# 文書の抜粋
こんなことをいえば、それは興味の問題ではないといつてしかられるかもしれない。たしかにそれは興味の問題ではなく、もつとさし迫つた、いやおうなしの政治問題にちがいない。

しかし、それが政治問題であるということは、それ自体がすでにある限界を示すことである。

すなわち、政治問題であるかぎりにおいて、この戦争責任の問題も、便宜的な一定の規準を定め、その線を境として一応形式的な区別をして行くより方法があるまい。

つまり、問題の性質上、その内容的かつ徹底的なる解決は、あらかじめ最初から断念され、放棄されているのであつて、残されているのは一種の便宜主義による解決だけだと思う。
便宜主義による解決の最も典型的な行き方は、
人間による判断を一切省略して、その人の地位や職能によつて判断する方法である。
現在までに発表された数多くの公職追放者のほとんど全部はこの方法によつて決定された。もちろん、そのよいわるいは問題ではない。ばかりでなく、あるいはこれが唯一の実際的方法かもしれない。

# 記録情報
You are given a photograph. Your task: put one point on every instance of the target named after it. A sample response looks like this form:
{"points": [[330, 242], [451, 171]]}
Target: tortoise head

# 練習問題
[a] 戦争責任についての文章では、残されているのは便宜主義による解決だけだとされている。その理由を本文に沿って一〜三文で説明せよ。
[b] 戦争責任についての文章によると、発表された公職追放者のほとんど全部はどんな方法で決定されたか。
[c] 戦争責任についての文章を、最後の文の次から書き継げ。

# 解答
[a] この問題は政治問題であり、政治問題であるかぎり、便宜的な規準を定めてその線を境に形式的な区別をしていくよりほかに方法がないからである。そのため、問題の性質上、内容的かつ徹底的な解決は最初から断念され、放棄されている。

[b] 人間による判断を一切省略し、その人の地位や職能によって判断する方法で決定された。

[c]
しかし、それなら映画の場合もこれと同様に取り扱つたらいいではないか。
しかもこの場合は、いじめたものといじめられたものの区別は実にはつきりしているのである。

いうまでもなく、いじめたものは監督官庁であり、いじめられたものは業者である。
これ以上に明白なるいかなる規準も存在しないと私は考える。

しかるに、一部の人の主張するがごとく、業者の間からも、むりに戦争責任者を創作してお目にかけなければならぬとなると、その規準の置き方、そして、いつたいだれが裁くかの問題、いずれもとうてい私にはわからないことばかりである。

たとえば、自分の場合を例にとると、私は戦争に関係のある作品を一本も書いていない。
けれどもそれは必ずしも私が確固たる反戦の信念を持ちつづけたためではなく、たまたま病身のため、そのような題材をつかむ機会に恵まれなかつたり、その他諸種の偶然的なまわり合せの結果にすぎない。

もちろん、私は本質的には熱心なる平和主義者である。
しかし、そんなことがいまさら何の弁明になろう。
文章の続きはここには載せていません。